▶ [Selection]
Testament of hope: 'Hostiles' a tale of willpower in a violent world

1/25/2018
BY KIRK BAIRD
BLADE STAFF WRITER
  • Film-Review-Hostiles

    This image released by Entertainment Studios Motion Pictures shows Rosamund Pike, left, and Christian Bale in a scene from "Hostiles."

    ASSOCIATED PRESS

  • The first time I watched Hostiles, writer-director Scott Cooper’s violent post-Civil War Western, I was taken aback at how grim and unrelenting it was, like a Quentin Tarantino film absent the dark humor and irony but with all of the guns, knives, and blood.

    Hostiles stars Christian Bale as a deeply flawed yet legendary Army captain named Joseph Blocker with an unconscionable past — and he’s the film’s protagonist.

    I watched Hostiles again this week, more than two months after my first screening, and was surprised once more at my reaction to it. No longer bludgeoned by the bleakness of it all — or perhaps innerved by it — I saw Cooper’s neo-Western manifest itself in far less stark terms; Hostiles is much more than a somber tale of those beaten down by vile acts of inhumanity, including their own, in a violent and unforgiving world, but a testament to their magnificent will and purpose to slog and fight through these travails in the faint hope of reaching something better.

▶ [Given exercise A]
In the records, retype every line from the one containing "trace sand spit, every instance" up to and including the one containing "Outlines of the sand".

▶ [Information provided]

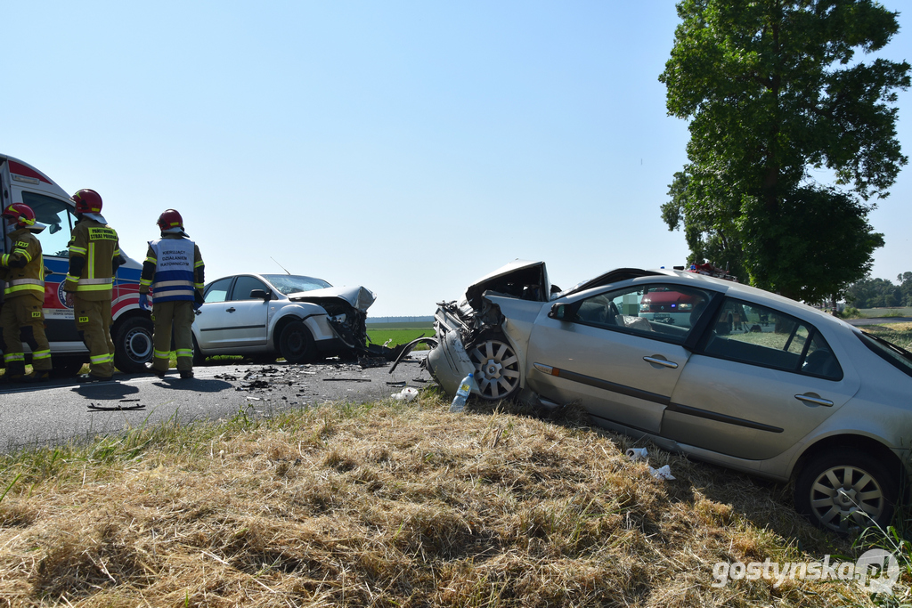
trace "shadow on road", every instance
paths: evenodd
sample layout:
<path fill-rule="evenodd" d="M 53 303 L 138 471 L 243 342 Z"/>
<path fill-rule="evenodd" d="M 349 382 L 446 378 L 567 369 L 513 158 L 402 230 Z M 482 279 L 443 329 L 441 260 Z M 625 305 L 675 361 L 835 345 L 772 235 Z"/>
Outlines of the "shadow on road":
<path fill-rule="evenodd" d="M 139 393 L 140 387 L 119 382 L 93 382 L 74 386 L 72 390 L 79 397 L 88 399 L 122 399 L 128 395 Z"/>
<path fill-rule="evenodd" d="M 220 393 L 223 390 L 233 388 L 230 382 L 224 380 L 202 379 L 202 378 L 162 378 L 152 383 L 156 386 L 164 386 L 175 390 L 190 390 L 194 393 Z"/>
* * *
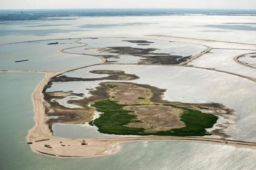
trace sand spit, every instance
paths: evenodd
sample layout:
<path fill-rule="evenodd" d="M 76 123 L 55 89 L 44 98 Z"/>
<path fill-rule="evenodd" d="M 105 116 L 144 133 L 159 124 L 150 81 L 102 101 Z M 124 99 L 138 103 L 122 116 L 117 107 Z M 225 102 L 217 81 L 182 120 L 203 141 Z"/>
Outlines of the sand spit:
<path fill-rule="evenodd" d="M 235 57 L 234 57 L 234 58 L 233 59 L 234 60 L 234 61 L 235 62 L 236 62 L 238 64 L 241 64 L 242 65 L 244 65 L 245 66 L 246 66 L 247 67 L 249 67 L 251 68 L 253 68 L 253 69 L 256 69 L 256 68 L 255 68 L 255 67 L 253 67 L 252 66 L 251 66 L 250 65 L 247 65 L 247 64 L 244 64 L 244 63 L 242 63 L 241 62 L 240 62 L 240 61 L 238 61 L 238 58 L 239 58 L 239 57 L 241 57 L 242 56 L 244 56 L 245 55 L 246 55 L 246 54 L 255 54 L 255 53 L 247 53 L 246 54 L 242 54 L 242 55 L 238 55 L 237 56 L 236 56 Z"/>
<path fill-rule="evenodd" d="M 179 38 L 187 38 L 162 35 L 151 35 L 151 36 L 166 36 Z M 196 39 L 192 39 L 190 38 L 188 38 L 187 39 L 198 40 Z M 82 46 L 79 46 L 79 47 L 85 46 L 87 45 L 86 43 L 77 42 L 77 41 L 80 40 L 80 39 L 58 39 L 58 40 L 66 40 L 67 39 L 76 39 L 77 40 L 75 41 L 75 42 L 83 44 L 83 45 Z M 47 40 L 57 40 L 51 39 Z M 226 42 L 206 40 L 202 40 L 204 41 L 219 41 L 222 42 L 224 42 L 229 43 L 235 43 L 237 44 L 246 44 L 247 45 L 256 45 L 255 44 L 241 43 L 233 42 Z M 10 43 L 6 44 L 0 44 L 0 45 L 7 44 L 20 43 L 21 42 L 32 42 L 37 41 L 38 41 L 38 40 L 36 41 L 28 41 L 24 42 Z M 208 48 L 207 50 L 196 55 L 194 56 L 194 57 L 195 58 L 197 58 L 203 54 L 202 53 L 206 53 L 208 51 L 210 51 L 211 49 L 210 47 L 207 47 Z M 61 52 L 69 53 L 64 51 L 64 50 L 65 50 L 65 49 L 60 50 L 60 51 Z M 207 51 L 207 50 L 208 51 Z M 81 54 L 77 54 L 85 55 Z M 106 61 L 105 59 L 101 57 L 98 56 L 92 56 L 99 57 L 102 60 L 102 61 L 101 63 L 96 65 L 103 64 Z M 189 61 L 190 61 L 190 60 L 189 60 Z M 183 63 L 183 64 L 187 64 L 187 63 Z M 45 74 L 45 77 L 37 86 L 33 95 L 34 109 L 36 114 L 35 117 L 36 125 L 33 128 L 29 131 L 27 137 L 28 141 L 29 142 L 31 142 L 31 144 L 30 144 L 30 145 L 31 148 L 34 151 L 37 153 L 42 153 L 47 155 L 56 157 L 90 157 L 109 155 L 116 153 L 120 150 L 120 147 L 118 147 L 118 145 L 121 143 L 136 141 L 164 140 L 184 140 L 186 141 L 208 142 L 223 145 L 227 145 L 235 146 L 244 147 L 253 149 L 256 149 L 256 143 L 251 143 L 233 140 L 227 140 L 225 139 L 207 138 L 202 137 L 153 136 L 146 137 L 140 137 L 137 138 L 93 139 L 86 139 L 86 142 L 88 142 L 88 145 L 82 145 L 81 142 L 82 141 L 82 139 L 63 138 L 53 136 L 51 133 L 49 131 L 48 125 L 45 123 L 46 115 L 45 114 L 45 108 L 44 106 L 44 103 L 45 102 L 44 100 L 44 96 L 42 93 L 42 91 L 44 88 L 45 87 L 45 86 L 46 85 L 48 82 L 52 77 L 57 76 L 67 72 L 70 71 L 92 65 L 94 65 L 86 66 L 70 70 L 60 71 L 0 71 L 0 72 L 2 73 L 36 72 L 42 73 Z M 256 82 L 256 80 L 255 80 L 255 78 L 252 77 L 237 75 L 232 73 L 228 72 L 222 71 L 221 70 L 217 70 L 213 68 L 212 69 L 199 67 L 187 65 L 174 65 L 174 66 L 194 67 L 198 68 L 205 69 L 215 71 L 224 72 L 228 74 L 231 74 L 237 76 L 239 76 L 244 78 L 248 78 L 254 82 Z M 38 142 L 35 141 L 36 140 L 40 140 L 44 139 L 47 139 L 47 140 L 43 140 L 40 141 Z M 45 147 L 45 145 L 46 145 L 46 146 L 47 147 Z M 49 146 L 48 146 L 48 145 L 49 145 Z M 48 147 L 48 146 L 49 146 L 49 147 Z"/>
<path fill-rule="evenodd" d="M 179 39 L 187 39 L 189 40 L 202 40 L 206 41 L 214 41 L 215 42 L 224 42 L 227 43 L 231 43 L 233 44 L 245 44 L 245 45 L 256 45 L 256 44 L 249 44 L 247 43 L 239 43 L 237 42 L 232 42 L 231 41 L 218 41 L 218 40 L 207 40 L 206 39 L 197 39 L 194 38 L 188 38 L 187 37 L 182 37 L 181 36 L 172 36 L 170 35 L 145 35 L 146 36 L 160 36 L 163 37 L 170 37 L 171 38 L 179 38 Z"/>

▶ [Given exercise B]
Echo the passage of the Hostiles review from "ASSOCIATED PRESS" up to and including "the film’s protagonist.".

▶ [Task result A]
trace sand spit, every instance
paths: evenodd
sample layout:
<path fill-rule="evenodd" d="M 76 123 L 55 89 L 44 98 Z"/>
<path fill-rule="evenodd" d="M 105 116 L 144 133 L 159 124 L 150 81 L 102 101 Z M 124 99 L 138 103 L 122 116 L 117 107 Z M 225 102 L 217 81 L 182 120 L 203 141 Z"/>
Outlines of the sand spit:

▶ [Task result B]
ASSOCIATED PRESS

  • The first time I watched Hostiles, writer-director Scott Cooper’s violent post-Civil War Western, I was taken aback at how grim and unrelenting it was, like a Quentin Tarantino film absent the dark humor and irony but with all of the guns, knives, and blood.

    Hostiles stars Christian Bale as a deeply flawed yet legendary Army captain named Joseph Blocker with an unconscionable past — and he’s the film’s protagonist.